═════ RECORDS FOR THE EXERCISE ═════

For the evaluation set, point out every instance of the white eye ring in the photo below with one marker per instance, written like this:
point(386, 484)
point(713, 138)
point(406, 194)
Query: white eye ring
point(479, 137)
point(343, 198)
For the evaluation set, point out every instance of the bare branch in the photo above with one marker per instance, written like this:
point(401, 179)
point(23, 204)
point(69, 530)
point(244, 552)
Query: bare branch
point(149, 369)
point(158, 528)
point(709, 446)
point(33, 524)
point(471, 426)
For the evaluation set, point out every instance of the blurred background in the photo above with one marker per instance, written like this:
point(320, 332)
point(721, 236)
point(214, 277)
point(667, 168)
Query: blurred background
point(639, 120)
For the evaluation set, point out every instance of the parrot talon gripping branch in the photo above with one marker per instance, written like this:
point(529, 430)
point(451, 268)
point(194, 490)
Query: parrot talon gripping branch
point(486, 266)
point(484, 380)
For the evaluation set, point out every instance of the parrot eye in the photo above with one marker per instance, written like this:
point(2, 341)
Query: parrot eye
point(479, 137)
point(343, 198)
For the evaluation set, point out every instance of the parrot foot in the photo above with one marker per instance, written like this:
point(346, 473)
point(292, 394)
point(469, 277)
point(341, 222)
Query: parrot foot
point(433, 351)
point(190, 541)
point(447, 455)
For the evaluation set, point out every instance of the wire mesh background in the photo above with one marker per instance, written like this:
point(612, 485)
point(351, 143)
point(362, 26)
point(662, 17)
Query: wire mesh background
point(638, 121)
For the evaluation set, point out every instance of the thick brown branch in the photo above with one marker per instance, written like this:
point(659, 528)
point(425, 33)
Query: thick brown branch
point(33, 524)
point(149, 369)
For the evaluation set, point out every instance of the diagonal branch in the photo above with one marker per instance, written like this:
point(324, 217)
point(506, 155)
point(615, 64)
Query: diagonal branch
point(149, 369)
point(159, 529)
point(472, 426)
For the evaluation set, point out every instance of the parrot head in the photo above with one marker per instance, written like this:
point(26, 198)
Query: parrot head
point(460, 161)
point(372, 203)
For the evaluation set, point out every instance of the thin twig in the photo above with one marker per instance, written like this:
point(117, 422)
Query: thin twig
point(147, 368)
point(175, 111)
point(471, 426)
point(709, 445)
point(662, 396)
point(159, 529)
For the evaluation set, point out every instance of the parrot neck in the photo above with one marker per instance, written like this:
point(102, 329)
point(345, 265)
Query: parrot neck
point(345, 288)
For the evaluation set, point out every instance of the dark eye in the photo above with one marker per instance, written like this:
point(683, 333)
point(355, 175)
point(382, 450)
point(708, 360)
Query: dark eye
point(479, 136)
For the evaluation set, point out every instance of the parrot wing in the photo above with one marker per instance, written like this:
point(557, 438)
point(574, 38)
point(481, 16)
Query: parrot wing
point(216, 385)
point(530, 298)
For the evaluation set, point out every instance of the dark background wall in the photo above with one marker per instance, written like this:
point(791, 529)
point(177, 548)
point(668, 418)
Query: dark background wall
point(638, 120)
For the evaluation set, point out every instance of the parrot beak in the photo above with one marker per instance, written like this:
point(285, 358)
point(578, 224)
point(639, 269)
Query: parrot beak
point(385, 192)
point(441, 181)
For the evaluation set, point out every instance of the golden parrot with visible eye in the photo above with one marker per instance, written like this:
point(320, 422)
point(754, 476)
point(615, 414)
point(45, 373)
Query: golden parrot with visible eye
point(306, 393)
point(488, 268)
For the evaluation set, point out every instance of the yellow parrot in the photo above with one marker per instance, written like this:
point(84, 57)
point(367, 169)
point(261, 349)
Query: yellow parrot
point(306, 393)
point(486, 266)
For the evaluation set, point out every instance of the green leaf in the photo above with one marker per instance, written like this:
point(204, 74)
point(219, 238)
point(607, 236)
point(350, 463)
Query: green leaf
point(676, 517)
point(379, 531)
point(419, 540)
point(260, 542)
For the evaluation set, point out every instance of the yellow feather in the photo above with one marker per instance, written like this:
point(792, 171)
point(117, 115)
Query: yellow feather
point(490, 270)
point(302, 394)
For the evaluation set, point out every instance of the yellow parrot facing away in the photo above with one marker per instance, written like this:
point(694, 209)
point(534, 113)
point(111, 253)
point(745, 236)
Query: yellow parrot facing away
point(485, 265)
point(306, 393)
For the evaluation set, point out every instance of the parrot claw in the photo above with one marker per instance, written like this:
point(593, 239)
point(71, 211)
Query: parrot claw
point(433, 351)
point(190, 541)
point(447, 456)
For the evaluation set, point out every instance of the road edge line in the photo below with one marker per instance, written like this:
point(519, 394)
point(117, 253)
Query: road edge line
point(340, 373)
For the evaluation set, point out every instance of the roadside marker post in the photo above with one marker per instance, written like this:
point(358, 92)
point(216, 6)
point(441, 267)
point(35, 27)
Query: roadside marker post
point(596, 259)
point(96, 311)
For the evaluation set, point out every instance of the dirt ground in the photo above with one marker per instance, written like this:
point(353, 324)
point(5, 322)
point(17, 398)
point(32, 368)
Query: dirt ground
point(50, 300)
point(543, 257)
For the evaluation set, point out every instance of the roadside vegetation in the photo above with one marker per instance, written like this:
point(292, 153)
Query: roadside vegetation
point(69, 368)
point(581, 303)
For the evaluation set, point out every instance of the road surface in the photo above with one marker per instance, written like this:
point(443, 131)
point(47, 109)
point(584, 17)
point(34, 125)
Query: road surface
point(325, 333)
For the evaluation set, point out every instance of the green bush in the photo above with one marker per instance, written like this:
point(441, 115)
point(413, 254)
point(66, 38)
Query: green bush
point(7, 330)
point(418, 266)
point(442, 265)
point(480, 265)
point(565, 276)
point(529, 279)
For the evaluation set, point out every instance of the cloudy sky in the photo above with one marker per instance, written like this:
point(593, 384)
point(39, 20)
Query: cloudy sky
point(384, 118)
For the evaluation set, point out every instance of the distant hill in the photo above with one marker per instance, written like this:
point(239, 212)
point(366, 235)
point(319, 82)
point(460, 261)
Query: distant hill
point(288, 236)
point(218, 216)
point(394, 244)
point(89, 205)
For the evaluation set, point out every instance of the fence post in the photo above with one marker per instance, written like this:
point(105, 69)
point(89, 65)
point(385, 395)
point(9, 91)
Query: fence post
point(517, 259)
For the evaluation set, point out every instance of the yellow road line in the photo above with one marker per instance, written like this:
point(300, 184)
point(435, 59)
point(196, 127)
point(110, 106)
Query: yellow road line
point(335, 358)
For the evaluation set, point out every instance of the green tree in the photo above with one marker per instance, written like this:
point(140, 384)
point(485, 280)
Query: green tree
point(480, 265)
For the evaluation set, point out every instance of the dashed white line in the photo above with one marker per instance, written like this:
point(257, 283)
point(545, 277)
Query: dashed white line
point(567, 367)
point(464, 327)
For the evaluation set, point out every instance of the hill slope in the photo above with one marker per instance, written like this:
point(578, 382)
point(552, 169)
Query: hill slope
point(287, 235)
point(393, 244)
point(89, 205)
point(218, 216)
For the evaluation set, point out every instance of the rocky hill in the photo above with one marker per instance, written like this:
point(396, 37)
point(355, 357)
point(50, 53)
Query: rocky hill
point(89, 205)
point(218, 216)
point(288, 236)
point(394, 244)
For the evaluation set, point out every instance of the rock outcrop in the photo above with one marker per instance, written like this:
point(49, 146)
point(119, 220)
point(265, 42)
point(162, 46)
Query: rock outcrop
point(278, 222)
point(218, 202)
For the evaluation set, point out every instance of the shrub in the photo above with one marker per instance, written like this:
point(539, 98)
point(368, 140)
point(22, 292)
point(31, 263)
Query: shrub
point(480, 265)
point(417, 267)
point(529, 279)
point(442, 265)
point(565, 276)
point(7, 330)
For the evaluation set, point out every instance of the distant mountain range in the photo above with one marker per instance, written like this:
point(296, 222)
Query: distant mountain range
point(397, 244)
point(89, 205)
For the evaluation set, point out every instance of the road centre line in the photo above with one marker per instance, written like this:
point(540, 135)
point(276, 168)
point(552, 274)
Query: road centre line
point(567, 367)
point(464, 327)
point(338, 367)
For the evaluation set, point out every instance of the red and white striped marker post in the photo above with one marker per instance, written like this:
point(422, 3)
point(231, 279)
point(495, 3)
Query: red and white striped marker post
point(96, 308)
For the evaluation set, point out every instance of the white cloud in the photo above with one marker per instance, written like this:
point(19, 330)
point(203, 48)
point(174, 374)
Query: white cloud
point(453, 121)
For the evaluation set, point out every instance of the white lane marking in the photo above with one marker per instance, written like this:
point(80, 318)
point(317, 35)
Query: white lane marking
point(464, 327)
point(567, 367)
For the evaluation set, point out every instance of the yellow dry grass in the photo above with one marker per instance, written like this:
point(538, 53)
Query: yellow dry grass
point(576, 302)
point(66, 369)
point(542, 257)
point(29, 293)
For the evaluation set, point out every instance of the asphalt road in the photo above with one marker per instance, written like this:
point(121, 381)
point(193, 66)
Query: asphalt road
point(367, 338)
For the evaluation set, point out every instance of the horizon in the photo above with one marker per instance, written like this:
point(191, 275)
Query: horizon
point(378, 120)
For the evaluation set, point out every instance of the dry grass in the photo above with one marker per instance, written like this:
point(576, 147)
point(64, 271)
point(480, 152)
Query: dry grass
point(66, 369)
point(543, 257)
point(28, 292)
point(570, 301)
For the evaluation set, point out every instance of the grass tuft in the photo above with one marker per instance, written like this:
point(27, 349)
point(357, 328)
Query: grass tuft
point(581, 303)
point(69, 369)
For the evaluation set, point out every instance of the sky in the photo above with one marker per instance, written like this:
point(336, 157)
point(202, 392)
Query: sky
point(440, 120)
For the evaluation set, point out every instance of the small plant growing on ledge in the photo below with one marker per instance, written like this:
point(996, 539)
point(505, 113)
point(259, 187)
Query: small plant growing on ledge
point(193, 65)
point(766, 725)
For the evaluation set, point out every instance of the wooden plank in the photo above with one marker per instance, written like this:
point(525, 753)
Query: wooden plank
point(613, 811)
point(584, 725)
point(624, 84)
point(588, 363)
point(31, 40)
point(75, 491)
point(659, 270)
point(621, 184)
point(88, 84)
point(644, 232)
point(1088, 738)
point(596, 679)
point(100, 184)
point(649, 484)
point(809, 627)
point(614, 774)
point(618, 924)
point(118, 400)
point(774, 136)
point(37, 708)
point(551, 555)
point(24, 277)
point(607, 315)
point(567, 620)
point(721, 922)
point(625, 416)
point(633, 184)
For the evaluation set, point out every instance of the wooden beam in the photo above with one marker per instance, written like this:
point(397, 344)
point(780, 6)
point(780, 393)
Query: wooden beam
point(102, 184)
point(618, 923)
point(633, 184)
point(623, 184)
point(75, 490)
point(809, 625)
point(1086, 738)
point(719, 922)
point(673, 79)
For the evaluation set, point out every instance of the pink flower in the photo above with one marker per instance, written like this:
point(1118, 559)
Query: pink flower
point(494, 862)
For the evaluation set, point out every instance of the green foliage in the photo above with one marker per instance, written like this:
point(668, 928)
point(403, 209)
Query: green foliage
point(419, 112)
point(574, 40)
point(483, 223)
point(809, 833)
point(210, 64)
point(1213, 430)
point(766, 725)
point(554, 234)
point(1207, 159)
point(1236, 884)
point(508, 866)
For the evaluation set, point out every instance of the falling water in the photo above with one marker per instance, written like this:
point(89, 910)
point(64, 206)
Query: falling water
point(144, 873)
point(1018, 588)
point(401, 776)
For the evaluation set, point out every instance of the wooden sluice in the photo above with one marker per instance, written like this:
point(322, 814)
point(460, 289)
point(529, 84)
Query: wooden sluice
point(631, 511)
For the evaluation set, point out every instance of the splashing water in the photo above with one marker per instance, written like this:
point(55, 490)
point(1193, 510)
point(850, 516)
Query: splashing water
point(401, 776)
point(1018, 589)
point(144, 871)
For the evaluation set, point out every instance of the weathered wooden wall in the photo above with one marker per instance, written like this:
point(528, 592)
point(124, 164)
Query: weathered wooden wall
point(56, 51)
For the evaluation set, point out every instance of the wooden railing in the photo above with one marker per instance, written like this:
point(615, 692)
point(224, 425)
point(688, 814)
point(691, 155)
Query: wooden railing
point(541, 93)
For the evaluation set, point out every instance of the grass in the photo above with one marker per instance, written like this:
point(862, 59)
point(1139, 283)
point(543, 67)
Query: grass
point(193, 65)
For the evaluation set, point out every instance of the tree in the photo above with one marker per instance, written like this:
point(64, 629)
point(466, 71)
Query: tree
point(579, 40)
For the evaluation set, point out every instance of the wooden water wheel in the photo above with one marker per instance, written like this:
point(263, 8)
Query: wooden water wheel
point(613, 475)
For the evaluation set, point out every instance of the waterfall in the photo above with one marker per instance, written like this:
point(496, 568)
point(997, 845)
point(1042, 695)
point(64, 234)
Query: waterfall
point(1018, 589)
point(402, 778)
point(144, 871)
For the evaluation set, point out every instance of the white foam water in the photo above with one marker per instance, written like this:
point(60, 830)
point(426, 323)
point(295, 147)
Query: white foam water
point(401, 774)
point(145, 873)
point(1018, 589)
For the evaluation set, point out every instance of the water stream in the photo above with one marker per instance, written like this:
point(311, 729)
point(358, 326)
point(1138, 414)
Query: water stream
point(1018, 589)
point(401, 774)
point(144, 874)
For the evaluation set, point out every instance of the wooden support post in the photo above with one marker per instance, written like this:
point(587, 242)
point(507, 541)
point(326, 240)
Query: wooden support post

═════

DIRECTION
Reproduce the entries from the line containing "the grass in" through the last line of the entries, changing "evaluation set" to "validation set" and leaving everything else as it stands.

SOLUTION TO THIS EXERCISE
For the validation set, point out every instance of the grass in the photo above with one marker per instance, written like this:
point(862, 59)
point(1139, 283)
point(543, 67)
Query: grass
point(193, 65)
For the validation set, point out every instance of the tree in the photo above with one marker per instance, written like this:
point(64, 629)
point(466, 71)
Query: tree
point(579, 40)
For the validation set, point out every instance of the wooden water wheel in the photo above with one marker per instance, written like this:
point(263, 8)
Query: wooden water wheel
point(613, 475)
For the validation set, point out every instance of the waterfall in the photo above with one marker per instance, written like this:
point(496, 568)
point(997, 845)
point(1042, 695)
point(64, 234)
Query: waterfall
point(1018, 589)
point(402, 778)
point(144, 871)
For the validation set, point out every instance of the white foam water in the photo above with one marker per instance, written like this:
point(60, 830)
point(426, 323)
point(295, 147)
Query: white foam water
point(401, 774)
point(145, 873)
point(1018, 589)
For the validation set, point out every instance of the water stream in the photo above with one marker per instance, written like this:
point(311, 729)
point(358, 326)
point(1138, 414)
Query: water stream
point(1018, 589)
point(401, 774)
point(144, 874)
For the validation set, point out every instance of the wooden support post in the photo above with one marker per instance, written like this:
point(587, 242)
point(507, 541)
point(326, 240)
Query: wooden support post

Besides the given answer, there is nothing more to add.